= GIVEN PASSAGE =
>>>

6. Insomnia (1997)
From Erik Skjoldbjærg’s 1997 feature debut Insomnia, emerges a darkly nuanced tale of light, stasis, and the foggy depths of the human psyche. Skjoldbjærg himself described the film as a “reversed film noir,” utilising light rather than darkness to produce its dramatic effects.
The premise is familiar: a detective arrives in a quiet town to investigate the death of a teenage girl. But it is the unsettling permanent daylight of the landscape, set above the Arctic Circle during the six-month Scandinavian summer, that sets the plot apart from other films of the crime genre.
Permanently exposed in bright opaque light, there are perceivably few hiding places for crime in this landscape. Yet, as the detective trails the impassively lit streets for a clue, he finds he is descending into a hallucinatory game of cat and mouse with the killer himself.
The film’s title is a reference to detective Engström’s inability to sleep while the invasive summer sunlight constantly seeps into his hotel room. He lies awake at night, attempts to shut out the light by taping the blinds down, but nothing works. His insomnia soon dissolves into restlessness and delusion, as he commits a crime of his own.

<<<

= REQUIREMENTS =
[1] Reproduce the passage on Insomnia from "6. Insomnia (1997)" up to and including "the crime genre.".
[2] In the last paragraph of the passage on Insomnia, what actions does detective Engström take? List each one.
[3] Carry on writing the passage on Insomnia from its final sentence.
The lines that follow come from a separate source.

= DATA SEGMENT =
>>>

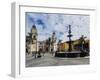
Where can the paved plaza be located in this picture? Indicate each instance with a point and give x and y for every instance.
(49, 60)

<<<

= ANSWERS TO THE EXERCISES =
[1]
6. Insomnia (1997)
From Erik Skjoldbjærg’s 1997 feature debut Insomnia, emerges a darkly nuanced tale of light, stasis, and the foggy depths of the human psyche. Skjoldbjærg himself described the film as a “reversed film noir,” utilising light rather than darkness to produce its dramatic effects.
The premise is familiar: a detective arrives in a quiet town to investigate the death of a teenage girl. But it is the unsettling permanent daylight of the landscape, set above the Arctic Circle during the six-month Scandinavian summer, that sets the plot apart from other films of the crime genre.

[2]
- Lies awake at night
- Attempts to shut out the light by taping the blinds down
- Commits a crime of his own

[3]
While Insomnia is a film of unending daylight, it is also paradoxically a film of unending mystery and concealment. Illuminating few of its secrets, Insomnia takes its rightful position as a masterpiece of Scandinavian cinema.
7. The Girl With The Dragon Tattoo (2009)
Electric and unrelenting, Oplev’s The Girl With The Dragon Tattoo is undoubtedly one of the most iconic films to emerge from Scandinavian cinema. An unforgettable reinvention of the thriller-crime genre, Oplev’s film is a faithful adaptation of Swedish author Stieg Larsson’s intricate novel, and has garnered recognition from worldwide audiences.
Henrik Vanger recruits journalist, Blomkvist, and hacker, Lisbeth Salander, to investigate the disappearance of his niece forty years earlier. Like many of the Scandinavian films on this list, the film is deeply concerned with secrets. Their investigation ultimately leads them into the complex and mysterious history of the Vanger family’s secrets. Iconic heroine, Salander, carefully guards her own secrets and identity while exposing the secrets of others. At three hours and six minutes, the truth is a long way off to this gritty descent into depravity.
Oplev does not hold back in his depiction of the explicit themes encountered in Larsson’s novel. Sinister and grisly, The Girl With The Dragon Tattoo is confrontational in its pervasive, graphic scenes of violence towards women, the struggles of welfare agencies in Sweden, torture, and murder. Though shocking, The Girl With The Dragon Tattoo addresses very real issues persisting in Scandinavia, and across the world, even today.
While many will be familiar with David Fincher’s 2011 remake, the original The Girl With The Dragon Tattoo indisputably reigns, as an accomplished masterpiece from a modern Scandinavian master.
8. Melancholia (2011)
A cataclysmic blue planet swings steadily toward the earth. Birds tumble out of a stormy sky. On a wind-torn hillside a woman clutches her son, bracing for impact. This is how Melancholia begins: with the end of the world.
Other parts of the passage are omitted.